### Data provided:
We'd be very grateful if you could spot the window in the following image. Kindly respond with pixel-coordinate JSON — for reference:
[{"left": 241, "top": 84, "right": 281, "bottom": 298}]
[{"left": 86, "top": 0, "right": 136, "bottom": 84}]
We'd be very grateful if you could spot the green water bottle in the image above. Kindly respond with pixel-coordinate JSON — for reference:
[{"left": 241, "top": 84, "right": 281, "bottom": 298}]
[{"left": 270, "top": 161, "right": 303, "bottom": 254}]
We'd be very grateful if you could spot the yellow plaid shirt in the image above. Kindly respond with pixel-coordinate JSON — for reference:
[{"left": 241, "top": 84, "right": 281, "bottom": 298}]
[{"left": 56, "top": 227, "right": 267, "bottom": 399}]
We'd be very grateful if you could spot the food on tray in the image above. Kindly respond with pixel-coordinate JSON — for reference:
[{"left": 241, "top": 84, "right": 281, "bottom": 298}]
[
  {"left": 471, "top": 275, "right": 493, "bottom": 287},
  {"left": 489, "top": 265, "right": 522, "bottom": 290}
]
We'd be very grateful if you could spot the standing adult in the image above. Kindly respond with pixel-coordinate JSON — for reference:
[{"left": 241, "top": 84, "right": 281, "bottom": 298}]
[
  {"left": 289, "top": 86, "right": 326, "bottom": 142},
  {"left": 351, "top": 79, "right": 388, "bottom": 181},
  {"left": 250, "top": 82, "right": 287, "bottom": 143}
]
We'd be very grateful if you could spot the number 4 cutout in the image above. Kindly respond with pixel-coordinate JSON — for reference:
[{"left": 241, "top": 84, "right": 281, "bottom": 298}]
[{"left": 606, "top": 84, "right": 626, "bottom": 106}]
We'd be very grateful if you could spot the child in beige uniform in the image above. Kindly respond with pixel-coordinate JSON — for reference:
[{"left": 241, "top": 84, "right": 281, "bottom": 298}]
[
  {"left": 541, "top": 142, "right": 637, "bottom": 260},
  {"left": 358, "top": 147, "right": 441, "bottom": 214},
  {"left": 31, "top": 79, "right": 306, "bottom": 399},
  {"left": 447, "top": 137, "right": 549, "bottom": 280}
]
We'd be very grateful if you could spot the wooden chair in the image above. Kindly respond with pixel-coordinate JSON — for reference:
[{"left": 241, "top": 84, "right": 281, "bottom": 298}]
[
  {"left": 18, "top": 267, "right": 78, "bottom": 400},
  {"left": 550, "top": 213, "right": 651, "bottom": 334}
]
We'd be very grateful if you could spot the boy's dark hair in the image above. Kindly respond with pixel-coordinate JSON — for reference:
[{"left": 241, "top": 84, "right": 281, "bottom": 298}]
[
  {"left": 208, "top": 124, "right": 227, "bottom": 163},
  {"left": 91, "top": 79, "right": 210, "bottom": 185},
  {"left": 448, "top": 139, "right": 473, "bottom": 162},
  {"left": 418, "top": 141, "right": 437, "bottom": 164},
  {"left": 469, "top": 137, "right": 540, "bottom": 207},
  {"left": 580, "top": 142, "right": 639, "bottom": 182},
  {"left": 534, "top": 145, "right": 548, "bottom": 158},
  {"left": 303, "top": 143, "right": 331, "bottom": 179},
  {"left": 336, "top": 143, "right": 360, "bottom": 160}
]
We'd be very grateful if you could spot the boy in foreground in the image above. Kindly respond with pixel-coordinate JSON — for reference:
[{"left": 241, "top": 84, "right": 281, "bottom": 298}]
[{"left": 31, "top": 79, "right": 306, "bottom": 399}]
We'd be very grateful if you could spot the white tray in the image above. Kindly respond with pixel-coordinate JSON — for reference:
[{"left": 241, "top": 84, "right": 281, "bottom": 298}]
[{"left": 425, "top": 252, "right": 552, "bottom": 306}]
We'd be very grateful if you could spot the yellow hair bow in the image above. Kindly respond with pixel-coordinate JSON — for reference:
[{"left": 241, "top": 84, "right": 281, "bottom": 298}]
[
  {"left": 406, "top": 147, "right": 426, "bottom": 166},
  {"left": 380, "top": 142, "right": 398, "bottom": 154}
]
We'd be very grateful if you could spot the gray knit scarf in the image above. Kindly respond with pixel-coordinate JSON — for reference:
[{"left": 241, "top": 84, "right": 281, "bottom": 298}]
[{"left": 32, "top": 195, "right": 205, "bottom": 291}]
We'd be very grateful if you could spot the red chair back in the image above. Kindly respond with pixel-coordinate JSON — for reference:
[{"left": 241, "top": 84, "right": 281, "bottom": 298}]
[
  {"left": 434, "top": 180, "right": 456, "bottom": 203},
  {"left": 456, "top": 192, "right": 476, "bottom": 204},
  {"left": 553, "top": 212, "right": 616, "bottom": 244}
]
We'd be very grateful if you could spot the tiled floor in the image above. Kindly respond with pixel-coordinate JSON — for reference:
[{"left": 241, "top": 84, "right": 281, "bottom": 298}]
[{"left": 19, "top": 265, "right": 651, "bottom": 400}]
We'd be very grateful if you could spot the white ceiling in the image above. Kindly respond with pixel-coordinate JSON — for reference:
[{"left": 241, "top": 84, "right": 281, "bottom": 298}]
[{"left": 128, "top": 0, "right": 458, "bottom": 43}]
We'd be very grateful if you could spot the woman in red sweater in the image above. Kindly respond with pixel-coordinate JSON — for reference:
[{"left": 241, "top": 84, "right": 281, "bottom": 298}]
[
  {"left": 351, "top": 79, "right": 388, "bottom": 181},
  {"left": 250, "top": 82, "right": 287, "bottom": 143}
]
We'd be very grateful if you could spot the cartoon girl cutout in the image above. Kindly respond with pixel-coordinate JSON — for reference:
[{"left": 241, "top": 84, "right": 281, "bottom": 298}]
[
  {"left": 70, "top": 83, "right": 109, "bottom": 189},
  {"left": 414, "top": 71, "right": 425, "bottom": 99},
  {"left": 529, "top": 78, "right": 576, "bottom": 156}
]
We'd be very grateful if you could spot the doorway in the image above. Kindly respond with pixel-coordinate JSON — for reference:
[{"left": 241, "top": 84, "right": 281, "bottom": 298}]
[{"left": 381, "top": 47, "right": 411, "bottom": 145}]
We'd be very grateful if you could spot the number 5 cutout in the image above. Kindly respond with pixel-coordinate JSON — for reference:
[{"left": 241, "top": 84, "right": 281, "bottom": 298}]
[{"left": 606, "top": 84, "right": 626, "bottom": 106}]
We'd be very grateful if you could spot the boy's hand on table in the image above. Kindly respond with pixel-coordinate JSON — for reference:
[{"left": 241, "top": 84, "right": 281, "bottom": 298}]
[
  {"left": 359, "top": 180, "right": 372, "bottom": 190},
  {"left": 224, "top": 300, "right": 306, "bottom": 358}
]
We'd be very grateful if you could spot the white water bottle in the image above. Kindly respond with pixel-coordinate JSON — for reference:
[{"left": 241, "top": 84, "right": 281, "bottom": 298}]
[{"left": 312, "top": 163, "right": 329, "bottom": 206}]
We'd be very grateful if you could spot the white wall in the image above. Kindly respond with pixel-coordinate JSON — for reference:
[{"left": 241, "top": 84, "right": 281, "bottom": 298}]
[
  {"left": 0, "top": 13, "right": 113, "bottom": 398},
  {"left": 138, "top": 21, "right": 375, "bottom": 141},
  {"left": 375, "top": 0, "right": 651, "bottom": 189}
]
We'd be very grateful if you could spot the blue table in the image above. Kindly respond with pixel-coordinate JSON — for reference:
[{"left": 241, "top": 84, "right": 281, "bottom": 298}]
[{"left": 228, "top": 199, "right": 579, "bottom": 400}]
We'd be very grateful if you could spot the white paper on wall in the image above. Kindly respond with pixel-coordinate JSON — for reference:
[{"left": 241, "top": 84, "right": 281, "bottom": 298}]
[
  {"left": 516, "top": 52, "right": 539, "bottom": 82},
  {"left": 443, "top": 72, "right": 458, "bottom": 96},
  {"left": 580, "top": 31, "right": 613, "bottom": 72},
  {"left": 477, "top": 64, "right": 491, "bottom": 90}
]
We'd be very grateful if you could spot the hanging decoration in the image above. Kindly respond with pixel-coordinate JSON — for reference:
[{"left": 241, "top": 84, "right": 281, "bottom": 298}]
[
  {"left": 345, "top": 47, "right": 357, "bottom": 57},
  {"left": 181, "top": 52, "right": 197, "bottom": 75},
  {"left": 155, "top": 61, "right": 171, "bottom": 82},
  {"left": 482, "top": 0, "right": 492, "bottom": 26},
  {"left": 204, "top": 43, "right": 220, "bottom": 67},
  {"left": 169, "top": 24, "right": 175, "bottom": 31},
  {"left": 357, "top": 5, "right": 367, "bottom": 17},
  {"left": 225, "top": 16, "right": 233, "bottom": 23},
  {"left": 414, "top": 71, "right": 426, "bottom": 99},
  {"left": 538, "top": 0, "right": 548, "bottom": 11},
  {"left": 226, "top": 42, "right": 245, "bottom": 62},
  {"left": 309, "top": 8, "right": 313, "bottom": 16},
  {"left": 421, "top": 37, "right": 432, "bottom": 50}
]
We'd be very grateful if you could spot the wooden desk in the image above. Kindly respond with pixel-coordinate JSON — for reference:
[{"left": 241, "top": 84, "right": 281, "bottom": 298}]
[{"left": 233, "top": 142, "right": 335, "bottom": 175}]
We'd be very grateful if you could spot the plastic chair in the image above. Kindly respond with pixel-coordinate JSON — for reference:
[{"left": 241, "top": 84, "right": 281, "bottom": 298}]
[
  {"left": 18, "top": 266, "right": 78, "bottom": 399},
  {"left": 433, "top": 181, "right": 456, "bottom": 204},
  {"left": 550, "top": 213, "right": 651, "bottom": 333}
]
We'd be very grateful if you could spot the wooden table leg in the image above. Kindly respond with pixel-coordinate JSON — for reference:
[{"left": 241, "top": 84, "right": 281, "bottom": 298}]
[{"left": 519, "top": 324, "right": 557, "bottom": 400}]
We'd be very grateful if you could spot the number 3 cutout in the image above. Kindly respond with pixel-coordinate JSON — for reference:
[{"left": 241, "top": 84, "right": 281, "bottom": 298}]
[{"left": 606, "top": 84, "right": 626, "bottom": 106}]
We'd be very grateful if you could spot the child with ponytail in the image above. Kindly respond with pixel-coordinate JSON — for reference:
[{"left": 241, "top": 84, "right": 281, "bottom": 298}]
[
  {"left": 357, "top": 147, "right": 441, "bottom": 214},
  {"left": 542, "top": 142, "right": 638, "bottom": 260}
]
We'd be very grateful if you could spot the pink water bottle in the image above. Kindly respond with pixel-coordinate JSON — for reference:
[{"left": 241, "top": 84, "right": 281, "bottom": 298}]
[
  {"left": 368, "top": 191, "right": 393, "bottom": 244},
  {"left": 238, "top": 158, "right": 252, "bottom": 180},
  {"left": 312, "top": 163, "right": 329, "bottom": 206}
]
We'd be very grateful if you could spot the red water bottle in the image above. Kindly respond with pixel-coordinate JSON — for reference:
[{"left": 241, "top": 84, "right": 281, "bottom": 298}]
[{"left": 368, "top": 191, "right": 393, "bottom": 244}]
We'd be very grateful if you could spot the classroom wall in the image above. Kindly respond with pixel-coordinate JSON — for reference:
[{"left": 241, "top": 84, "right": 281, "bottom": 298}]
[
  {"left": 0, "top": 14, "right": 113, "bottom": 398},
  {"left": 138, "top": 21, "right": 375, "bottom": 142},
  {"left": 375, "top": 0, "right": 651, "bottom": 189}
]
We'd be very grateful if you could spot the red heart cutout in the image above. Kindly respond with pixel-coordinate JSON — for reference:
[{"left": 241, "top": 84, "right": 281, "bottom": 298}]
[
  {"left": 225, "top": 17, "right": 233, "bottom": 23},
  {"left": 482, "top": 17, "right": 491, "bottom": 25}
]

### Task prompt:
Once you reach the line with "We'd be very grateful if you could spot the woman" in the data above, copy it and every line after it exactly, up to and including the line with "We'd be very grateful if you could spot the cartoon".

### Response to the task:
We'd be very grateful if you could spot the woman in red sweater in the image above. Kindly respond with pixel-coordinate JSON — for reference:
[{"left": 241, "top": 84, "right": 281, "bottom": 298}]
[
  {"left": 351, "top": 79, "right": 388, "bottom": 181},
  {"left": 250, "top": 82, "right": 287, "bottom": 143}
]
We'd be very grateful if you could spot the cartoon girl cutout in the image above. Kindly respond with pixel-coordinate JSON — for reference:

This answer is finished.